▶ **Exercise**
Of the material below, the lines to be retyped are those from the line containing "of the river" through the line containing "of the wispy", inclusive; reproduce them exactly.

▶ **Data extracts**
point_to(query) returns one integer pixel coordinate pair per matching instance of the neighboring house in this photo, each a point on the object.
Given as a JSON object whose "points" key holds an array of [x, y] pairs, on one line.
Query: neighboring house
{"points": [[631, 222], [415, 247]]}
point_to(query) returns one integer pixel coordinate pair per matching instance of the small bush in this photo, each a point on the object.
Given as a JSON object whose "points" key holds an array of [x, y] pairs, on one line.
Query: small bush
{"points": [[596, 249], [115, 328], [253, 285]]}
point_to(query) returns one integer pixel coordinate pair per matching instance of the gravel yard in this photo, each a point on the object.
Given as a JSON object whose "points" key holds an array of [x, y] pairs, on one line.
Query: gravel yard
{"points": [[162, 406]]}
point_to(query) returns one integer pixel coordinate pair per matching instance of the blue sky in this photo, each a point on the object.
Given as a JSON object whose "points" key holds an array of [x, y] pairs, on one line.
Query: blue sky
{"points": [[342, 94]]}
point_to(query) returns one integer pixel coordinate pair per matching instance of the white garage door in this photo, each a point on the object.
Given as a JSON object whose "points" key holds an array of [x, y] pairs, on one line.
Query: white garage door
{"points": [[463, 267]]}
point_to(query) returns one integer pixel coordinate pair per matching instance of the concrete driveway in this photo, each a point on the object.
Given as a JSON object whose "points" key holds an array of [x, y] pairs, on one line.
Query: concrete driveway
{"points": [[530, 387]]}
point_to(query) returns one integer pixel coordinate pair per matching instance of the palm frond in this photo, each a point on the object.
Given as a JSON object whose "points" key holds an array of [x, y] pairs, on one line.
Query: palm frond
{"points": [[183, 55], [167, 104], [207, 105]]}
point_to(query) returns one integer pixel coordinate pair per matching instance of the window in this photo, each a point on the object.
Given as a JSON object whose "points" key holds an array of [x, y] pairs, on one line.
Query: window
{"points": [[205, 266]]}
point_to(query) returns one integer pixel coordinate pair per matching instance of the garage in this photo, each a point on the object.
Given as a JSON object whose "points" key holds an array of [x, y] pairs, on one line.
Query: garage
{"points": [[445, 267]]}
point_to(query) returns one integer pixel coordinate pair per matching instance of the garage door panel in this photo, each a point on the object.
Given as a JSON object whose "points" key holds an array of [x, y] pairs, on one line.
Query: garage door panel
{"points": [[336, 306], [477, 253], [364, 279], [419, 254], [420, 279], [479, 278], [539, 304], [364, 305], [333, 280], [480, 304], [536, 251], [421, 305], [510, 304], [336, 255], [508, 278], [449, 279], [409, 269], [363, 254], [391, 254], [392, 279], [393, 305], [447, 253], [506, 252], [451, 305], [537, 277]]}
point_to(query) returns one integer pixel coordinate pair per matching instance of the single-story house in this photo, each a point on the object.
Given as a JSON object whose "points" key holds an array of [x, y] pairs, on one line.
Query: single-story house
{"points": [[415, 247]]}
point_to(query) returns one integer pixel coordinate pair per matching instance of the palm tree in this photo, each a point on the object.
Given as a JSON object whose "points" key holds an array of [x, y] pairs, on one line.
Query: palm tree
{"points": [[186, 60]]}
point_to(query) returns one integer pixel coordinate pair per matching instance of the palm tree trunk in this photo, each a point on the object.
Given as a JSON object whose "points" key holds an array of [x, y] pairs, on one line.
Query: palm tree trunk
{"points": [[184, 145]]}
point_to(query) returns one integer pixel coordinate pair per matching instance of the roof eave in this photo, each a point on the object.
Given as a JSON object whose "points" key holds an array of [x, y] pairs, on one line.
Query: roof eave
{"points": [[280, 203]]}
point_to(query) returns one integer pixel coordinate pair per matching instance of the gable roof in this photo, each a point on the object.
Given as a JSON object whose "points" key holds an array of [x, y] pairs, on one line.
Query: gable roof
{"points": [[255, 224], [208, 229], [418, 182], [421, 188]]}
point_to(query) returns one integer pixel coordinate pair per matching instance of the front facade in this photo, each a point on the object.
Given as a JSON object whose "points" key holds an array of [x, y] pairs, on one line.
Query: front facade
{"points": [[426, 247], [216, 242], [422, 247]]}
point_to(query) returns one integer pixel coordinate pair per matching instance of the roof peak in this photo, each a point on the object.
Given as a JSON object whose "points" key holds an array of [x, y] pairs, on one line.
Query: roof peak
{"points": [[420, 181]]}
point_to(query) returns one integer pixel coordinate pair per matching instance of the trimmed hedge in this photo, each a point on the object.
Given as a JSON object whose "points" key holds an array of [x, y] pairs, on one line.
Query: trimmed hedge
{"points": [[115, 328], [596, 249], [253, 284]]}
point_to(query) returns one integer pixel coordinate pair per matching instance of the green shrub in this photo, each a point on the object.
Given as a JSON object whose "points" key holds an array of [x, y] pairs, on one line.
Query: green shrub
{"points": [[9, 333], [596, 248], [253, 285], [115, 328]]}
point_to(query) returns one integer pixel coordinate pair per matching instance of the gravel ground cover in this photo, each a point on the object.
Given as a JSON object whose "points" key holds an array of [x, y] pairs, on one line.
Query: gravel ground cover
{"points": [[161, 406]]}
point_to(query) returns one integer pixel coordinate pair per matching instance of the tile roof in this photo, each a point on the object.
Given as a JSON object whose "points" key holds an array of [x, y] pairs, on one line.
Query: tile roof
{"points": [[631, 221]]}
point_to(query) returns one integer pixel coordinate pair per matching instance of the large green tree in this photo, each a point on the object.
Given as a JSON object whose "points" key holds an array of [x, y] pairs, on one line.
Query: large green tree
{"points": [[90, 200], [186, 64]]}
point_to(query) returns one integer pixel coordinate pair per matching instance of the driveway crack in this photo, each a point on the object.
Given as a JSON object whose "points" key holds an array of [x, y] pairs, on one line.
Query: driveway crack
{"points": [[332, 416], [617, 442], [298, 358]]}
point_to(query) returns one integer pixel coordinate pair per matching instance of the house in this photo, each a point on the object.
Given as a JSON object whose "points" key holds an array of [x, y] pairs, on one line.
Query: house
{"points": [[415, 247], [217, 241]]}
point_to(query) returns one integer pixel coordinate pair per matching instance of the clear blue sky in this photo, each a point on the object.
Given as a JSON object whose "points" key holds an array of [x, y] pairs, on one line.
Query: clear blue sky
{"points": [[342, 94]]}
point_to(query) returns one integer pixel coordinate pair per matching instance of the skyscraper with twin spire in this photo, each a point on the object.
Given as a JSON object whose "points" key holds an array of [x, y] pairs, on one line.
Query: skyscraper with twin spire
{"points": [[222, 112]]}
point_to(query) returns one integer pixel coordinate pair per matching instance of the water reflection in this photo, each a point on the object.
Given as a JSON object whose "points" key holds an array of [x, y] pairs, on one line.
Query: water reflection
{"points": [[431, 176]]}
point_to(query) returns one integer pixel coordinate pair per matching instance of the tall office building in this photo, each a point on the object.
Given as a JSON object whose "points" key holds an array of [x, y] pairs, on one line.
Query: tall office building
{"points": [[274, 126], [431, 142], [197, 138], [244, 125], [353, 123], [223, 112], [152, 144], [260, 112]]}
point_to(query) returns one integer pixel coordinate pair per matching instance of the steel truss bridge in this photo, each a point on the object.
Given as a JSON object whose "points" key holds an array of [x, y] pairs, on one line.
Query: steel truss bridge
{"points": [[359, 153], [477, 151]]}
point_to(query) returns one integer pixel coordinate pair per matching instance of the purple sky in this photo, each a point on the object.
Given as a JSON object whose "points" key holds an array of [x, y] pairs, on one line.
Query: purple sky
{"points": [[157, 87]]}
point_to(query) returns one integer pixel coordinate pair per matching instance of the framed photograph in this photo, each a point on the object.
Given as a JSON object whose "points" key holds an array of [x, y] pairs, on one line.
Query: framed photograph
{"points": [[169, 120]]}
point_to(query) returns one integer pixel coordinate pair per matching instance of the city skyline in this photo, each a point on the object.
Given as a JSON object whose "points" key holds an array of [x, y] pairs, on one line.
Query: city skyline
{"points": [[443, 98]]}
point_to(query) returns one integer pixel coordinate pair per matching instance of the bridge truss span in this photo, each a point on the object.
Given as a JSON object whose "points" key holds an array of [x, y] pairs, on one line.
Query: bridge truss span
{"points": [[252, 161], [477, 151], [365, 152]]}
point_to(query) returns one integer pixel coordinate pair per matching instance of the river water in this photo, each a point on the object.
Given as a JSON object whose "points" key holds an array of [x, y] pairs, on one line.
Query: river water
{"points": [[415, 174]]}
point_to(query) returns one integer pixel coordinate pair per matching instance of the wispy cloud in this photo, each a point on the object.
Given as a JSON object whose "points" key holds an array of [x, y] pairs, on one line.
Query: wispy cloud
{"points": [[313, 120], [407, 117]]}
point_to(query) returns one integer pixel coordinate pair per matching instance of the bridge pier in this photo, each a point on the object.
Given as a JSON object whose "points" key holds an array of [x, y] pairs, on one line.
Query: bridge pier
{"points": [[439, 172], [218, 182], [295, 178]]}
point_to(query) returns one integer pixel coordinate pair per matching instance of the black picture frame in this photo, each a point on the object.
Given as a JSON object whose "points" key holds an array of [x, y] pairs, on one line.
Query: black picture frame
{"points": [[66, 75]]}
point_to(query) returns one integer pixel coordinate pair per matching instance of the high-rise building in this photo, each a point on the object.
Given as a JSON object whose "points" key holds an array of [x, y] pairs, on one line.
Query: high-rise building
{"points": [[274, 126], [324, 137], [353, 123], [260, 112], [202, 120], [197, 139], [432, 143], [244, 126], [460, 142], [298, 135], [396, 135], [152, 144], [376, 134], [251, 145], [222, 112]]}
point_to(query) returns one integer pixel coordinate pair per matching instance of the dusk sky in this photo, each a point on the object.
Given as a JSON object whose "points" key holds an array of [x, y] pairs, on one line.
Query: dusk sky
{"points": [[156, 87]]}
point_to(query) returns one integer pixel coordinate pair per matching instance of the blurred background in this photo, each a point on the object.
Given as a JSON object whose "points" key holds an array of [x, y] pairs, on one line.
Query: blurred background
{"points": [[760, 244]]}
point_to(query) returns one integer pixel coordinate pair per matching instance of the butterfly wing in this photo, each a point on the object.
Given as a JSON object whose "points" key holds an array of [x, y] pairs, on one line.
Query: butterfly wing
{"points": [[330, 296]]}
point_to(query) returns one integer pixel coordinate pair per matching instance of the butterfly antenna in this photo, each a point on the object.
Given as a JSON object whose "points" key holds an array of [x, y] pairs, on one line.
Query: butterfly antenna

▶ **Exercise answer**
point_to(query) returns one integer pixel coordinate pair per matching instance of the river water in this photo, each a point on the object.
Given as a JSON object whose "points" key holds an array of [x, y] pairs, on one line.
Query: river water
{"points": [[415, 174]]}
point_to(query) returns one integer pixel coordinate pair per matching instance of the wispy cloud in this photo, each a point on the object.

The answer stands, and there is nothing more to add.